**Brano da leggere**
25.11.13

Bergoglio, un papa francamente controriformista

«Anche il diavolo sa farsi buono per imitare Gesù. Ma la sua luce è artificiale… Dove c’è Gesù c’è umiltà, mitezza, amore e Croce. La luce del demonio invece ci inganna e ci riempie di orgoglio».
Ho ascoltato per alcune domeniche fa l’omelia papale. Bergoglio mi ha profondamente deluso. Ultimamente insiste nella svalutazione della vita terrena e ribadisce la credenza nell’aldilà, cui sempre il fedele deve guardare; ma affronta il tema con la bonaria prudenza da parroco di paese, senza voli mistici, senza evidenziarne gli aspetti scandalosi, lasciandolo scorrere come acqua fresca. Il papa emerito sarà anche stato frequentatore di saune gay, ma aveva altro spessore.
A me sembra che da questo come da altri interventi e gesti emerga l’impronta schiettamente controriformistica di questo papa argentino. Da una parte costui raccoglie e in parte fa proprie le critiche laiche e “protestanti” alla corruzione della gerarchia ecclesiastica cattolica. Condanna – dunque - senza esitazioni il fatto che la Chiesa si lasci coinvolgere nei giochi dei “potenti della terra”, il fatto che sia partecipe di grandi speculazioni finanziarie, di spreco e di lusso, la rivendicazione per i preti di uno “status” speciale teso a nascondere pratiche come la pedofilia. Insomma egli chiede a vescovi, prelati e preti semplici comportamenti pubblici più severi, più austeri, che meglio testimonino l’unzione divina. E prende provvedimenti che lasciano intravedere una profonda operazione di ripulitura e di rinnovamento dei quadri dirigenti.

(Record sulla localizzazione di oggetti indicati per nome)
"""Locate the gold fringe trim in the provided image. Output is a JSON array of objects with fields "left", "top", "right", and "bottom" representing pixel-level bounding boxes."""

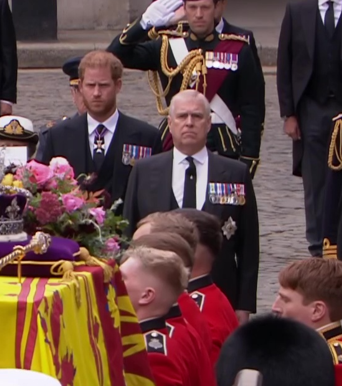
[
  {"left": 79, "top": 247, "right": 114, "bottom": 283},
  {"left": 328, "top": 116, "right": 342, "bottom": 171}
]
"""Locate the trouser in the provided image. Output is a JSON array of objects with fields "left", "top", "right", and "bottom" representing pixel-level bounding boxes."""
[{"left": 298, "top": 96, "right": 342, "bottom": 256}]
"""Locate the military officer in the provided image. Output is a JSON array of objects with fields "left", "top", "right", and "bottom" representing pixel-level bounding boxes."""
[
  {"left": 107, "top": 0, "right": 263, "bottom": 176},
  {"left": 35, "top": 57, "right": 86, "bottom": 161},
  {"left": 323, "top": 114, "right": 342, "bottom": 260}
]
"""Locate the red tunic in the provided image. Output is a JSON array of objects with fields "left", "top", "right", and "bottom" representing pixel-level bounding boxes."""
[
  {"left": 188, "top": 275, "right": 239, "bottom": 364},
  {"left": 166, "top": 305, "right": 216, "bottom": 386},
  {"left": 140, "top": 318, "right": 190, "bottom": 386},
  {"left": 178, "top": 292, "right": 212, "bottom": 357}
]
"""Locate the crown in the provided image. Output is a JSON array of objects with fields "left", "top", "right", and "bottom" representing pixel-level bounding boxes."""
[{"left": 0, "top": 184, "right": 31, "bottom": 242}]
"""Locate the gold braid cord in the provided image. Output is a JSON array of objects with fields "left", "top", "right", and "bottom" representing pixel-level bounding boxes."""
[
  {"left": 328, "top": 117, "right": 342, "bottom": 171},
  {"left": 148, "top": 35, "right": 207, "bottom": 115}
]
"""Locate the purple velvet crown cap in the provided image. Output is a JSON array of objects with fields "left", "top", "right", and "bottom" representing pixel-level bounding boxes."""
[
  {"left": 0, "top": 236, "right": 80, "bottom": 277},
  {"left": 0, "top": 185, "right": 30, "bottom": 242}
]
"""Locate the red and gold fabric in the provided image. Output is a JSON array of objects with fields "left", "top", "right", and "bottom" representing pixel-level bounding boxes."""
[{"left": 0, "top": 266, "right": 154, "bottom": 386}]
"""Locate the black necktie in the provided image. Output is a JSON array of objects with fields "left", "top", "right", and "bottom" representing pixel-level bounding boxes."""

**Esercizi**
(1) Riduci a un elenco puntato il paragrafo del brano su papa Bergoglio che inizia con «A me sembra che da questo», mantenendone i fatti principali.
(2) Prosegui il brano su papa Bergoglio a partire dalla frase con cui si interrompe.

**Soluzioni**
(1)
- Secondo l'autore, da interventi e gesti del papa argentino emerge un'impronta schiettamente controriformistica.
- Il papa raccoglie e in parte fa proprie le critiche laiche e "protestanti" alla corruzione della gerarchia ecclesiastica cattolica.
- Condanna senza esitazioni il coinvolgimento della Chiesa nei giochi dei "potenti della terra", la sua partecipazione a grandi speculazioni finanziarie, lo spreco e il lusso.
- Condanna anche la rivendicazione per i preti di uno "status" speciale teso a nascondere pratiche come la pedofilia.
- Chiede a vescovi, prelati e preti comportamenti pubblici più severi e austeri, che testimonino meglio l'unzione divina.
- Prende provvedimenti che lasciano intravedere una profonda ripulitura e un rinnovamento dei quadri dirigenti.

(2)
Dall’altra egli sembra spingere la Chiesa cattolica verso un ruolo di rappresentanza dei poveri e di mediazione con i poteri forti che fu caratteristico dei secoli d’oro dell’Inquisizione e che trova  espressione letteraria – per esempio - in alcuni personaggi dei Promessi sposi, quali padre Cristoforo e il cardinale Borromeo (di cui il Manzoni tace – per esempio – l’accanimento nella caccia alle streghe).
La sconfitta del comunismo novecentesco, nella logica del prete che è diventato papa, ha colpito definitivamente l’orgoglio luciferino dei lavoratori, di quegli oppressi e poveri che avevano preteso di ottenere giustizia in questo mondo e di “fare da sé”. In Italia addirittura lo cantavano (“il riscatto del lavoro dei suoi figli opra sarà”) con le parole dell’inno di Turati.  E’ falsa luce di Satana il pretendere una società giusta, senza sfruttati e sfruttatori: la Giustizia non è di questo mondo, le uniche difese di chi soffre per le iniquità sociali sono l’umiltà, l’affidarsi alla provvidenza o alla preghiera o alla protezione della Chiesa.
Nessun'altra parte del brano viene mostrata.